Lines of data:
==============================

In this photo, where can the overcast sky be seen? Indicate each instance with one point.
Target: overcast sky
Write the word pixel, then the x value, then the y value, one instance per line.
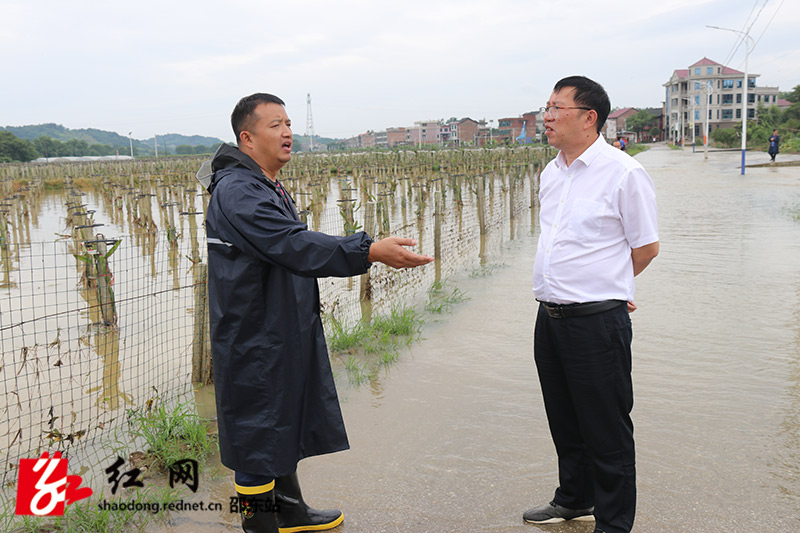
pixel 180 66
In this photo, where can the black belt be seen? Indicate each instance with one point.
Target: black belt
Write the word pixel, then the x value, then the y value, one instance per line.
pixel 584 309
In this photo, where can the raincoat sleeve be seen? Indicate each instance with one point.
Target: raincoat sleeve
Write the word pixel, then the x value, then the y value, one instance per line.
pixel 255 220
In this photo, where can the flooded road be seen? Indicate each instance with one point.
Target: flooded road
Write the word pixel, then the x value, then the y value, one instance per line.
pixel 453 437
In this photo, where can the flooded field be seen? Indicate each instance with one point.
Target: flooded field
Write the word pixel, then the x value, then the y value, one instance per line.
pixel 102 304
pixel 453 436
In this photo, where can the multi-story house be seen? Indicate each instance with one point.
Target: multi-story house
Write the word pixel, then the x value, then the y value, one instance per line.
pixel 517 129
pixel 395 137
pixel 710 92
pixel 616 122
pixel 464 131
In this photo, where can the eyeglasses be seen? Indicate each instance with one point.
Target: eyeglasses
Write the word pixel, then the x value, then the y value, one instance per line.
pixel 552 111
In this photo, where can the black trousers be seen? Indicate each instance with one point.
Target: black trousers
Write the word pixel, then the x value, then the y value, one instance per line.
pixel 584 366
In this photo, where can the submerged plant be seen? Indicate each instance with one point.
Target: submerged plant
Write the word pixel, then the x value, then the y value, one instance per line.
pixel 171 435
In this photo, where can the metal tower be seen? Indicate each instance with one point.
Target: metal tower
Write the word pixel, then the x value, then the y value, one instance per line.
pixel 309 124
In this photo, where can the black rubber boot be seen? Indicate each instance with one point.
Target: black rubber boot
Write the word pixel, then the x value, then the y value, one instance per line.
pixel 258 512
pixel 293 513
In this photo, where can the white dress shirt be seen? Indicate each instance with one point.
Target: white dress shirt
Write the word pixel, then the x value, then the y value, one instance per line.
pixel 592 214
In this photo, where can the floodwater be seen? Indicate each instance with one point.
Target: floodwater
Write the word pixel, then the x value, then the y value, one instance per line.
pixel 453 437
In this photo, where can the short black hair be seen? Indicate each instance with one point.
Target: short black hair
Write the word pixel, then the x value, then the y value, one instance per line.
pixel 590 94
pixel 245 108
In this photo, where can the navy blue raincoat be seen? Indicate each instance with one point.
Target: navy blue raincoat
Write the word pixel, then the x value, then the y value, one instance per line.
pixel 276 399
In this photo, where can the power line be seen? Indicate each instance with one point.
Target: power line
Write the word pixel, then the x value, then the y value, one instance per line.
pixel 744 31
pixel 768 23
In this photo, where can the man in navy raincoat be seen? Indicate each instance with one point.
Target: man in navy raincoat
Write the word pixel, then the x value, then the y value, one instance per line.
pixel 276 399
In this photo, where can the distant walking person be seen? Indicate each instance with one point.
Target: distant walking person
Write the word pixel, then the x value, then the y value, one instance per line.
pixel 599 229
pixel 774 142
pixel 276 398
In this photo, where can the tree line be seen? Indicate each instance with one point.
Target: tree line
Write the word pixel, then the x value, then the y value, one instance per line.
pixel 14 149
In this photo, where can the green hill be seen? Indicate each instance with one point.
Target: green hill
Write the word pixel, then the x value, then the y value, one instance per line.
pixel 110 138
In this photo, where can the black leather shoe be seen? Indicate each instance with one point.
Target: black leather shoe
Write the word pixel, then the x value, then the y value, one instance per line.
pixel 552 513
pixel 294 515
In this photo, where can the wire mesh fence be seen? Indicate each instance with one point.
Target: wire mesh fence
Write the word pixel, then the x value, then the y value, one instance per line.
pixel 103 271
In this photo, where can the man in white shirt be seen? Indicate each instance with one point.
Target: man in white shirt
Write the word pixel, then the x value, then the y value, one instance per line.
pixel 599 229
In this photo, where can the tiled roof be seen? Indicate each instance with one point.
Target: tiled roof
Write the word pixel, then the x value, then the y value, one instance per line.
pixel 704 62
pixel 619 112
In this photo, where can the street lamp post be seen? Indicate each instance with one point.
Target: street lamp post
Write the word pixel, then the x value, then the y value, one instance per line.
pixel 705 132
pixel 747 50
pixel 691 123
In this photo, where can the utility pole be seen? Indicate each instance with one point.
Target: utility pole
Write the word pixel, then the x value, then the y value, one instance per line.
pixel 747 49
pixel 309 123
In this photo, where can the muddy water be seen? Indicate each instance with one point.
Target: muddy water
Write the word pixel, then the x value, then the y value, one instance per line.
pixel 453 437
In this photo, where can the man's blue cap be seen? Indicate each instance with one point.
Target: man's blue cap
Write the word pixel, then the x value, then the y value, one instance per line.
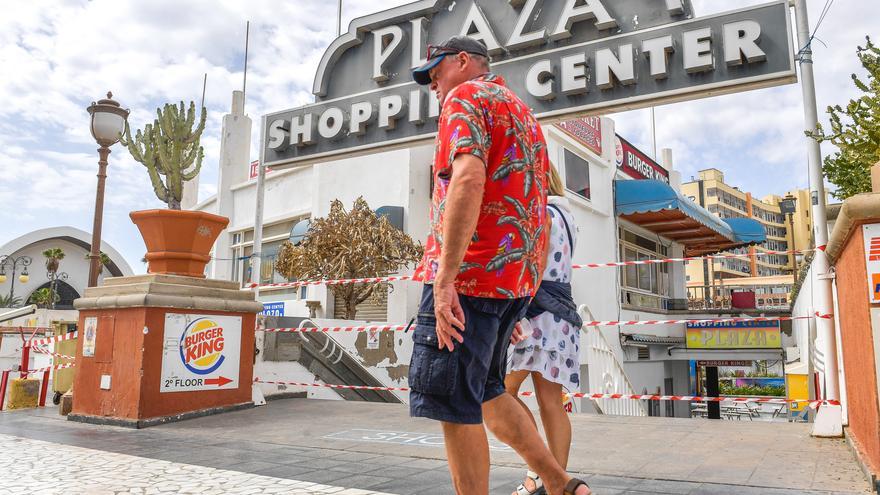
pixel 456 44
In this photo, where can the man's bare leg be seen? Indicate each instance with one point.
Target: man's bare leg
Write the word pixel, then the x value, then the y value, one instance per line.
pixel 510 424
pixel 467 449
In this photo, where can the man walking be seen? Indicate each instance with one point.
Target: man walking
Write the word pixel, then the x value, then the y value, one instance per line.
pixel 483 261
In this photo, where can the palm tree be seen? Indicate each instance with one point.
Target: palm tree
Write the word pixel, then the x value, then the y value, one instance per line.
pixel 53 258
pixel 43 298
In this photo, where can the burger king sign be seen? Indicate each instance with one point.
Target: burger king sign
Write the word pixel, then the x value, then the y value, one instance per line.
pixel 201 352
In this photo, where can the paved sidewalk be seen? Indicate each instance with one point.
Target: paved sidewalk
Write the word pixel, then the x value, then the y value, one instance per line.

==============================

**What to produce:**
Rewrite the lines of the listing as a numbered list, starting at the line that contains "In this photo, where can the black trousers" and ending at the line that contains "pixel 171 435", with both of those lines included and blank lines dropped.

**Solution:**
1. In this photo, where can the black trousers be seen? Indicate each instance with one point.
2. Target: black trousers
3. Write the word pixel, then the x value, then the y value, one instance per line.
4. pixel 584 366
5. In this photo, where can the submerged plant be seen? Indicate each instance with one point.
6. Target: submerged plant
7. Write the word pixel, then the x value, then the y value, one instance per line.
8. pixel 171 435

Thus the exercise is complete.